#### Extract provided
╭──

In 1973, the U.S Supreme Court held that police do not need a warrant to look inside a pack of cigarettes found in the pocket of a man who had been arrested. This decision was decided for the safety of an officer and to prevent concealment or destruction of evidence.

police need a warrant to search cell phonesJump forty years later to 2014. In the case Riley v. California, the U.S Supreme Court unanimously ruled that the police need search warrants to search the cell phones of people they arrest. This decision was made to help define the Fourth Amendment, which affirms “the right of people to be secure in their persons, houses, papers, and effects from unreasonable searches and seizures” in absence of a warrant.

This decision determined that a person’s cell phone contains more information than a person’s house. A person therefore has a “reasonable expectation of privacy” for the contents in their phone and police should not be able to search an arrestee’s cell phone without voluntary consent or a valid search warrant.

╰──

#### Records supplied

╭──

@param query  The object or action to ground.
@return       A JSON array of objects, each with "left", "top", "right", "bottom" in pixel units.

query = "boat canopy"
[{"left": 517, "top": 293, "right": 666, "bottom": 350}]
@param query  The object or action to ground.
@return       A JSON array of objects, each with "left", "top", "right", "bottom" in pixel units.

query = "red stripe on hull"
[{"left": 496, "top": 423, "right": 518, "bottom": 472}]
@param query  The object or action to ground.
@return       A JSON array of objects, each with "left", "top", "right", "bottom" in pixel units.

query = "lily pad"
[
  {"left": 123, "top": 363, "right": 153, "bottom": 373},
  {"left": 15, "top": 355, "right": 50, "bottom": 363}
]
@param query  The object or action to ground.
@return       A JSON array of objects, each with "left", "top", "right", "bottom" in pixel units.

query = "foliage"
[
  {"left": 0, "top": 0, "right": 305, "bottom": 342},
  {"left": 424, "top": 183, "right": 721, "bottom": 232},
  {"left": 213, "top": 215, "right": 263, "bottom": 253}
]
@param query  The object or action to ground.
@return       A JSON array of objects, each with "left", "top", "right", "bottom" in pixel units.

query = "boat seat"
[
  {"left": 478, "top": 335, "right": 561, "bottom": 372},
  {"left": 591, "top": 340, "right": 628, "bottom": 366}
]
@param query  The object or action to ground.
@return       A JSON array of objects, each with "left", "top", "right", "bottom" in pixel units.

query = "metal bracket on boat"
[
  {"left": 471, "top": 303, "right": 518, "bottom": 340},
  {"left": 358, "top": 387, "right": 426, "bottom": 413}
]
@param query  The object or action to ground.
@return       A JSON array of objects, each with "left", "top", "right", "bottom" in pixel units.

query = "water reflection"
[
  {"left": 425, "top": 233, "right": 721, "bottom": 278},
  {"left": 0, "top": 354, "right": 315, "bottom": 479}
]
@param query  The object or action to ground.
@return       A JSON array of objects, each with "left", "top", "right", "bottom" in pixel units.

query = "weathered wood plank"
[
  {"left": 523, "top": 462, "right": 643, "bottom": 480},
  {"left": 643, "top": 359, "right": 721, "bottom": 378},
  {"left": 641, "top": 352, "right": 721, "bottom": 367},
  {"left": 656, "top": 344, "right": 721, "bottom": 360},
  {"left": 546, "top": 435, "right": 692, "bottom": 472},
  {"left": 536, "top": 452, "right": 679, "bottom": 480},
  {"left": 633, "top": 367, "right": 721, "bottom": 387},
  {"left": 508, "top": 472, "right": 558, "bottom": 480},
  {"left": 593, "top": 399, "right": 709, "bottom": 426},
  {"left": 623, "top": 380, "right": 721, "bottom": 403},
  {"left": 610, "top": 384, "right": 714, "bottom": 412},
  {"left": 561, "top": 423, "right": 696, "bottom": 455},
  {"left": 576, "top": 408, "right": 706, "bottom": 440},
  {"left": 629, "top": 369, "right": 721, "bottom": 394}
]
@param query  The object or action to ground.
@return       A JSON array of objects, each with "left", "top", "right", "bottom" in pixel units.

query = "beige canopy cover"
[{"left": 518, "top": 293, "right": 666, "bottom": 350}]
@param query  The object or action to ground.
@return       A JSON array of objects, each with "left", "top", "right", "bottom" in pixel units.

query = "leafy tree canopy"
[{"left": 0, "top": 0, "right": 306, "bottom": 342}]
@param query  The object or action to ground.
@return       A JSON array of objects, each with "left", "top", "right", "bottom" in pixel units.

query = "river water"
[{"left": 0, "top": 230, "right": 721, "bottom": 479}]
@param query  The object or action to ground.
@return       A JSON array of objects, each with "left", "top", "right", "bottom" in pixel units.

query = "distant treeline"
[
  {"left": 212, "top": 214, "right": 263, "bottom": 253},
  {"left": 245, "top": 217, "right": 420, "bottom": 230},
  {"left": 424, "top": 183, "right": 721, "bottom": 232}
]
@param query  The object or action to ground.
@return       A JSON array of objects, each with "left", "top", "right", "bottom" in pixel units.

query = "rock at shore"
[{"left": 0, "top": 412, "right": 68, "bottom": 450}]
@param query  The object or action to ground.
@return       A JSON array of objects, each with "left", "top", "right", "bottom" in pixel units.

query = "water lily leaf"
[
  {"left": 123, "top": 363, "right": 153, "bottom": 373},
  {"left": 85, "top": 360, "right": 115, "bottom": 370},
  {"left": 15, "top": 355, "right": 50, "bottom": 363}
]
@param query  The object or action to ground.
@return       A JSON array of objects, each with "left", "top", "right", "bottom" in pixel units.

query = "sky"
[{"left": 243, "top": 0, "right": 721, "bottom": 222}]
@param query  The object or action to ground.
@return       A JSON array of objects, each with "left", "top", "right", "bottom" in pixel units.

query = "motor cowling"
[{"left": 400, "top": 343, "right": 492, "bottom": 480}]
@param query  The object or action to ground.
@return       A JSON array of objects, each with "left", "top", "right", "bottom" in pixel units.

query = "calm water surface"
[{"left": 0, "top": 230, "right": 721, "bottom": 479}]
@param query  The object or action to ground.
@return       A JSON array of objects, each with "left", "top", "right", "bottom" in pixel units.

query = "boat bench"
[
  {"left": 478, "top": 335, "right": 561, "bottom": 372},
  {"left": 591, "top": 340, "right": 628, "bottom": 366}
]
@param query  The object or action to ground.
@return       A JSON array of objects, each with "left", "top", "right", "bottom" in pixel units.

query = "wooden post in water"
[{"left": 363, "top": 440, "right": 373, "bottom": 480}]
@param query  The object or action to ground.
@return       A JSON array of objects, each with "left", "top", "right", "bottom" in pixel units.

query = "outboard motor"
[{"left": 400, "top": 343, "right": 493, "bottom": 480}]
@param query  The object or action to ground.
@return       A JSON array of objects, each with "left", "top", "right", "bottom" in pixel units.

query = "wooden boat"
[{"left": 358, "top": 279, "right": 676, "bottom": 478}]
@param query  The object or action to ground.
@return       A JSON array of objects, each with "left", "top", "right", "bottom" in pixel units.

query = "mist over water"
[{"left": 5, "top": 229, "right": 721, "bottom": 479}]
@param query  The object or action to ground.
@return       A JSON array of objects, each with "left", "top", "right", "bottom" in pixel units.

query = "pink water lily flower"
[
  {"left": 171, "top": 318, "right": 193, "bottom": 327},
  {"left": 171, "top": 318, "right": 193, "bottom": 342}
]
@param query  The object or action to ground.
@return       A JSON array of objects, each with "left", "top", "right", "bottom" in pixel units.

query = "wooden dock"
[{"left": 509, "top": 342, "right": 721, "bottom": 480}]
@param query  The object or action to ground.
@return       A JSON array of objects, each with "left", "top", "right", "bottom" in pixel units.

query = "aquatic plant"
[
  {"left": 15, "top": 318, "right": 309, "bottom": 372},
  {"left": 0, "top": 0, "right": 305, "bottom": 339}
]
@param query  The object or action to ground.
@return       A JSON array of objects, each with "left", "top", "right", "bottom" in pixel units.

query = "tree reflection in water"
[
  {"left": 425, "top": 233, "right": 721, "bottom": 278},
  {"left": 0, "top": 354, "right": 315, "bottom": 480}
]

╰──

#### To do
Continue the passage above on police warrants for cell phone searches, picking up after its final sentence.

#### Result for this exercise
The U.S Supreme Court’s ruling makes total sense in regards to today’s high technology and the arrival of the smartphone. Nine out of ten adults in America own a cell phone and an average person has 33 apps installed. These apps contain email, pictures, bank records, intimate conversations, medical data, and GPS information.

Although officers can generally search any container within an arrestee’s car, a cell phone bears little resemblance to traditional containers. Allowing the police to freely search a person’s cell phone without a warrant would be a significant invasion of privacy, which is excessive and unreasonable under the Fourth Amendment.